Segment Start: Material for this exercise

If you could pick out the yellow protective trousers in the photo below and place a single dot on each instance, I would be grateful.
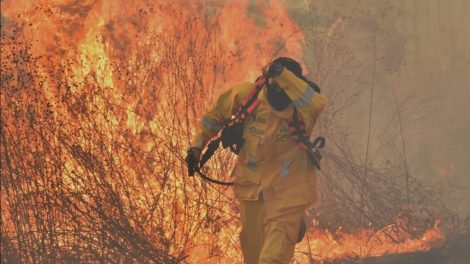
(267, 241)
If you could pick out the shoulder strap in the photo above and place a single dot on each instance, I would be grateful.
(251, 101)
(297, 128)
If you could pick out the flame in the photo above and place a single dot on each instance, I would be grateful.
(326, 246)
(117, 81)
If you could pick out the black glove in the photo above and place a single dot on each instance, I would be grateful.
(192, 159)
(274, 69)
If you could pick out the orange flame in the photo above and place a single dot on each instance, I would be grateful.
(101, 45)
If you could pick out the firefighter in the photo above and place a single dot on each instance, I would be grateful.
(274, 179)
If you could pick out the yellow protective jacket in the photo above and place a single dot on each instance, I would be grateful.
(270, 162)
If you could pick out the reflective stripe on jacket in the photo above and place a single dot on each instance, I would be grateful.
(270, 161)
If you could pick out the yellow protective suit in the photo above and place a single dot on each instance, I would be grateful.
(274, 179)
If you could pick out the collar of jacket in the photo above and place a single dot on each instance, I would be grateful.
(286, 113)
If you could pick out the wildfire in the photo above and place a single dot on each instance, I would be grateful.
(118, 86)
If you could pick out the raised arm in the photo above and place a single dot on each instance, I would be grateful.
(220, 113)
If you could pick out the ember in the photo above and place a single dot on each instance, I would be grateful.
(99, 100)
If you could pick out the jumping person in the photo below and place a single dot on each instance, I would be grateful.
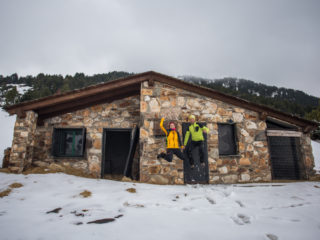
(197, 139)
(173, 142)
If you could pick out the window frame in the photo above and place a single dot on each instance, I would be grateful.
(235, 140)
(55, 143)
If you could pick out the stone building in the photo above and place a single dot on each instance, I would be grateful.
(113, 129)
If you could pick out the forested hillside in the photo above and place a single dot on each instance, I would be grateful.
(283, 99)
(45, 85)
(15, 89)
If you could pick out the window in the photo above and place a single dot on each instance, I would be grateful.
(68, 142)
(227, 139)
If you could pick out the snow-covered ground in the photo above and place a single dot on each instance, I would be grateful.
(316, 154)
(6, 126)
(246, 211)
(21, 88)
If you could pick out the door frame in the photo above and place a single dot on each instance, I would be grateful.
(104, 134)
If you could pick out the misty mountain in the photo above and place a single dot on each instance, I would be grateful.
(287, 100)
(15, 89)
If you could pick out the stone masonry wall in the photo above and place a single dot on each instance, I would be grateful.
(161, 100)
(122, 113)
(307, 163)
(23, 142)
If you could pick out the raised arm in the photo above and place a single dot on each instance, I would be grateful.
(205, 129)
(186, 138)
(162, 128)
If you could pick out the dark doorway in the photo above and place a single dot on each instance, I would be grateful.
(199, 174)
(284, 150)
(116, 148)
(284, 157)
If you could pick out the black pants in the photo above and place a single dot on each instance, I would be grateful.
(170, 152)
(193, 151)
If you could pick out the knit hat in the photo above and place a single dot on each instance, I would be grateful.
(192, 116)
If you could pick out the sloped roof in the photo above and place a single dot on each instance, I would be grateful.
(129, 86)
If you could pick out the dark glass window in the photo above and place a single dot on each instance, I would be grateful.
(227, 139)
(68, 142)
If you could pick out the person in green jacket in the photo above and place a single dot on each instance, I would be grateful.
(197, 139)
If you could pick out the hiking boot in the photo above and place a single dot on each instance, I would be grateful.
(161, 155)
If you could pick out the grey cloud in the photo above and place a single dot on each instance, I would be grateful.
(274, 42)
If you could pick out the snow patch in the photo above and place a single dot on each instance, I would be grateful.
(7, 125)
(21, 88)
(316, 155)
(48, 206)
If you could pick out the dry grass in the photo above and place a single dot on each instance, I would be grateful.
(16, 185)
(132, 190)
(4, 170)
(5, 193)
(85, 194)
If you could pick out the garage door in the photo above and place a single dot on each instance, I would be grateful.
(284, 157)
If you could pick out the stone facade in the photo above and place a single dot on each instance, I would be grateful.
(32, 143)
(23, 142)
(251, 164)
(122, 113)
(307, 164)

Segment End: Material for this exercise
Segment Start: Material for this exercise

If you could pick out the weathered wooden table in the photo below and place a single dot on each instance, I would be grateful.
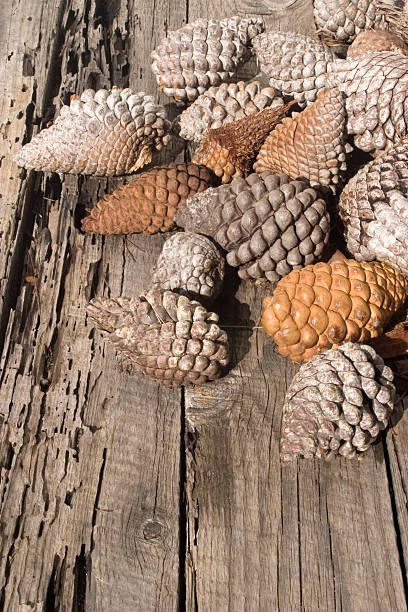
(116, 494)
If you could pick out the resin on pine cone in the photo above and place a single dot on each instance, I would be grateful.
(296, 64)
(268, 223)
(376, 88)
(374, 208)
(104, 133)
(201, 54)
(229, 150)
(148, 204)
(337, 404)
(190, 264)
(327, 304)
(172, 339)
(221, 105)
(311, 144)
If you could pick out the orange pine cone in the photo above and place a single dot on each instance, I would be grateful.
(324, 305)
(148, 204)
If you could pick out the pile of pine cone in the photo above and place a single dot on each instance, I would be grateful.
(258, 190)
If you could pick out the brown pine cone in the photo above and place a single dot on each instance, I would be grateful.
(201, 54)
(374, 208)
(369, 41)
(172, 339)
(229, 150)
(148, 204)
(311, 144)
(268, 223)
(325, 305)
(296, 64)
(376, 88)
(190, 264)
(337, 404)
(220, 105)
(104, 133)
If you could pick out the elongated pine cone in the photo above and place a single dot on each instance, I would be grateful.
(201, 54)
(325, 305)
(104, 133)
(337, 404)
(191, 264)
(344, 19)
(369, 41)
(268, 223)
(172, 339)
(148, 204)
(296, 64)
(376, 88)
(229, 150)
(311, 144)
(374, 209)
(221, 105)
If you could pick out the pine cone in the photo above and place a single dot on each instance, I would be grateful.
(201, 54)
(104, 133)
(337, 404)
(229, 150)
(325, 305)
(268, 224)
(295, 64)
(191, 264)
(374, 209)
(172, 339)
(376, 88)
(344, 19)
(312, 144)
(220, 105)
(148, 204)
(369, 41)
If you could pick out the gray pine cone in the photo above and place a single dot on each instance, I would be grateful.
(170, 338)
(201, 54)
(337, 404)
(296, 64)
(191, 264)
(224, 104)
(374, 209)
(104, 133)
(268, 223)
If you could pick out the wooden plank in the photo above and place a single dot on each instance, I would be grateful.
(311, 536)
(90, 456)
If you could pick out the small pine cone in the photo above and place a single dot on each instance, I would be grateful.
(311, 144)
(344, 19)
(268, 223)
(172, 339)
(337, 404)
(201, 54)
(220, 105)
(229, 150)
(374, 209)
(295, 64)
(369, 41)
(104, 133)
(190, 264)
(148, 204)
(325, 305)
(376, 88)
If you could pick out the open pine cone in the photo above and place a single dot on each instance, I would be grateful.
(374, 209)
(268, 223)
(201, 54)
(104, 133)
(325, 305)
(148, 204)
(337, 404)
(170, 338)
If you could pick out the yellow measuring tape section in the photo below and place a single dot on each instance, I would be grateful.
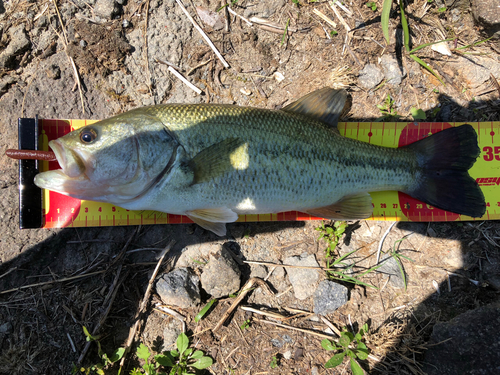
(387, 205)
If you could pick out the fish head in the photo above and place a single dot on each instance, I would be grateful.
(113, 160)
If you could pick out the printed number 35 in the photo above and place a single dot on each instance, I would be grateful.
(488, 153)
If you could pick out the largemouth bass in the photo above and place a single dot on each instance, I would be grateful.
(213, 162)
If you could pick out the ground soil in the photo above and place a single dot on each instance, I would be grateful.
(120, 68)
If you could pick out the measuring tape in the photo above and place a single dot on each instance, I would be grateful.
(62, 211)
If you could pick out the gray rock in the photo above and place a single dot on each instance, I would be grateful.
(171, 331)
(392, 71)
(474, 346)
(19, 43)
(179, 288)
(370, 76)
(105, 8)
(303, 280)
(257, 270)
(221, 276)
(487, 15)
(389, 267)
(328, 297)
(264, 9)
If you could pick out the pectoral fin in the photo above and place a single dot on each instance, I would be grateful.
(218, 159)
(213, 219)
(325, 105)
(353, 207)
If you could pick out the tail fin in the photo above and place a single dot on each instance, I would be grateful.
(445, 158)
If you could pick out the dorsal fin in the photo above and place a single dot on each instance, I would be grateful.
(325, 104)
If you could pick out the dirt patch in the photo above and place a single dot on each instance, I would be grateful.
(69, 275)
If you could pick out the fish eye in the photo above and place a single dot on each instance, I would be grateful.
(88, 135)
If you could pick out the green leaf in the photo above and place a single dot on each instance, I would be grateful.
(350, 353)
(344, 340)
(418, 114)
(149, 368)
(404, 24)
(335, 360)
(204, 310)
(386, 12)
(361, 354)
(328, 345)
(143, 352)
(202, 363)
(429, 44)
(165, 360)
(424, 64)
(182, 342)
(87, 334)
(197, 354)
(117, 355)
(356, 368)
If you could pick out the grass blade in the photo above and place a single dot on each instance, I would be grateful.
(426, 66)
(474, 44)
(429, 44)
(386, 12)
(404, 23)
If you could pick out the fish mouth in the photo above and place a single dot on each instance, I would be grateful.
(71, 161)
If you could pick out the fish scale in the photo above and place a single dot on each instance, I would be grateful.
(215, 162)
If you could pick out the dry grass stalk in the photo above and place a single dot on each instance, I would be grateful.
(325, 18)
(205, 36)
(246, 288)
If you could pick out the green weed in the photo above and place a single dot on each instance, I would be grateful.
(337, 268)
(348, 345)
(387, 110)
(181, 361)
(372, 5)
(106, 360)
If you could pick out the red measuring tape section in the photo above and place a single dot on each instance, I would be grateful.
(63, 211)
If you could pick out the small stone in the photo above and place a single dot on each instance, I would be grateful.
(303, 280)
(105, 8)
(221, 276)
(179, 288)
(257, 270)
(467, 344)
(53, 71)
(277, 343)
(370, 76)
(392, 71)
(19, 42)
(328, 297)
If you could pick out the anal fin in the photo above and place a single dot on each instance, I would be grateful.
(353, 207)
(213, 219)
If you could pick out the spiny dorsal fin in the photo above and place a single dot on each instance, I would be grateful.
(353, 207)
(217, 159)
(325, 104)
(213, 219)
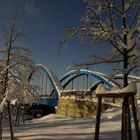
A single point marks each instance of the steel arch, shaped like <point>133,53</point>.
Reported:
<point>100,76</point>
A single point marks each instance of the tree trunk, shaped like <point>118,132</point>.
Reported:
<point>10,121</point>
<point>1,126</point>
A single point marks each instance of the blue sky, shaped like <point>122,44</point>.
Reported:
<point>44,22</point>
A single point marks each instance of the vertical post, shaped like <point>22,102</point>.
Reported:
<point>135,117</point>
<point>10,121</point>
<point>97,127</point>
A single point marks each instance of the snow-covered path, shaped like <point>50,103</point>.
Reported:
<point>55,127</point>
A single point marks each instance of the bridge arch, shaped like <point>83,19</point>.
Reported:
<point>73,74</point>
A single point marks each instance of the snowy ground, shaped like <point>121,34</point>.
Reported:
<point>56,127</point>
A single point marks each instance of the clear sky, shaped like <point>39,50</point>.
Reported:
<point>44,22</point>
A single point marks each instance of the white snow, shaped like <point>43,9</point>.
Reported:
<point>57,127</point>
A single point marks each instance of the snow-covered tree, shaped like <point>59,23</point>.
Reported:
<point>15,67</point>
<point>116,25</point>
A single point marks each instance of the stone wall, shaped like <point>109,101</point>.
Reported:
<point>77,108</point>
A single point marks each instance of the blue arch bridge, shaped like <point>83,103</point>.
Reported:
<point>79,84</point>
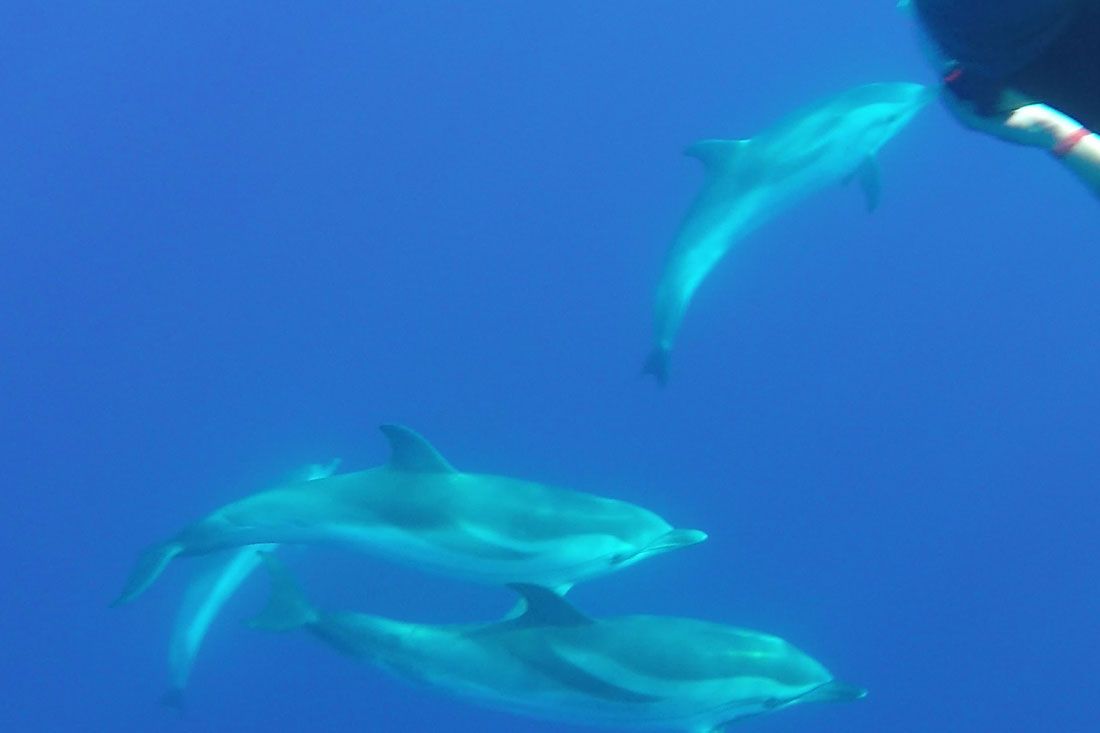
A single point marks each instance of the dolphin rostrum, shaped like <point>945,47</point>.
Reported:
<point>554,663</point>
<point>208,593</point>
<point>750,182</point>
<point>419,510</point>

Segment End: Material for this exercise
Segment Start: Material for this exercise

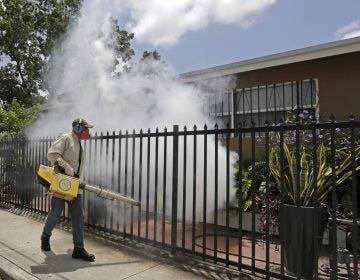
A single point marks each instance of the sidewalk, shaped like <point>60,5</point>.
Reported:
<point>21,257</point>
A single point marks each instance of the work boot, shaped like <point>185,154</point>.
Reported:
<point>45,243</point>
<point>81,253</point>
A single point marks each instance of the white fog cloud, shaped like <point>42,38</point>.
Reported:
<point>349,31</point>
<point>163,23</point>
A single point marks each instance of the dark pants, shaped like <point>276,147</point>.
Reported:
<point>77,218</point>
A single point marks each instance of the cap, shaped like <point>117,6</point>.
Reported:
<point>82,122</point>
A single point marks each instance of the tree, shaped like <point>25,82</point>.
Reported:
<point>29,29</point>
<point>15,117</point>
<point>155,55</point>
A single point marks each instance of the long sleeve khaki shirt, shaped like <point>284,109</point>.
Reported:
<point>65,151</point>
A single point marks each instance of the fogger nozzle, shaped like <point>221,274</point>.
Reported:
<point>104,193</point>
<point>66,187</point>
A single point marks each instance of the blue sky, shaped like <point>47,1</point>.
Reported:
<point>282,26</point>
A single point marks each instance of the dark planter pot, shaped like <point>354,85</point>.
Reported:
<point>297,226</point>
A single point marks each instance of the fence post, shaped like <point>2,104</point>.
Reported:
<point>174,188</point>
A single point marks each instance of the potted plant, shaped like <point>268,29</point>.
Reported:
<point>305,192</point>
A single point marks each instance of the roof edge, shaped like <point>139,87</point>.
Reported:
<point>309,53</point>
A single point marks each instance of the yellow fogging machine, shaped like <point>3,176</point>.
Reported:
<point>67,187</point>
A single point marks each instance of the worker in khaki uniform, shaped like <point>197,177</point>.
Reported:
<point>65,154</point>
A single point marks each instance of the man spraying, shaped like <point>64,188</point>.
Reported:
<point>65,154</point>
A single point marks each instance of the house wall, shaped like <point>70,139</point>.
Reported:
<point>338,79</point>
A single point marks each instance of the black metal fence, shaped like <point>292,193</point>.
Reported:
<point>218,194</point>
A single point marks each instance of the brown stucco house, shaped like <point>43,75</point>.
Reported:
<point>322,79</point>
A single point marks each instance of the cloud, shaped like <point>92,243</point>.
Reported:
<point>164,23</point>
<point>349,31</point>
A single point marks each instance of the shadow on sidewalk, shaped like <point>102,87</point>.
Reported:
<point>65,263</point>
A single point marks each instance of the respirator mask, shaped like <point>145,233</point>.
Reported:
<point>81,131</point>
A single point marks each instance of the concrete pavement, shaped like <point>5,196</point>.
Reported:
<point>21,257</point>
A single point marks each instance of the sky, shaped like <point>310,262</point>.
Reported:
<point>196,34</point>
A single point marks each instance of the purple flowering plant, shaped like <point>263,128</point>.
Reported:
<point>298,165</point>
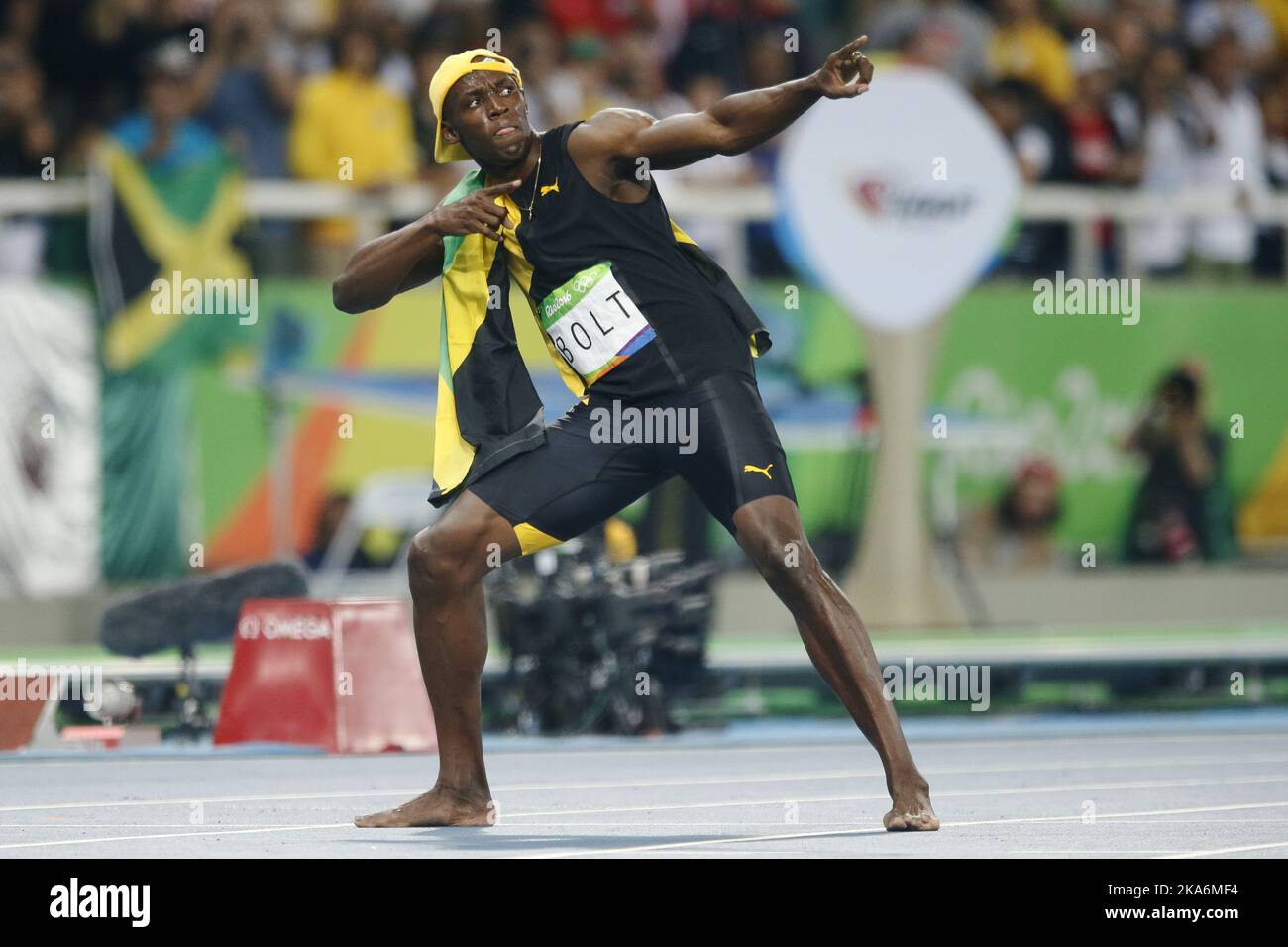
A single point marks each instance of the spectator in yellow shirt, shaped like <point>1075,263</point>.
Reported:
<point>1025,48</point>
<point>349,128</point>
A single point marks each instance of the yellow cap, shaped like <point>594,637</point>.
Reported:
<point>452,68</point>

Segment End: Material for this exercise

→ **Problem statement**:
Wherever a line in the records above includes "shirt", count it, then give the total and nothing besides.

→ **Answer box**:
2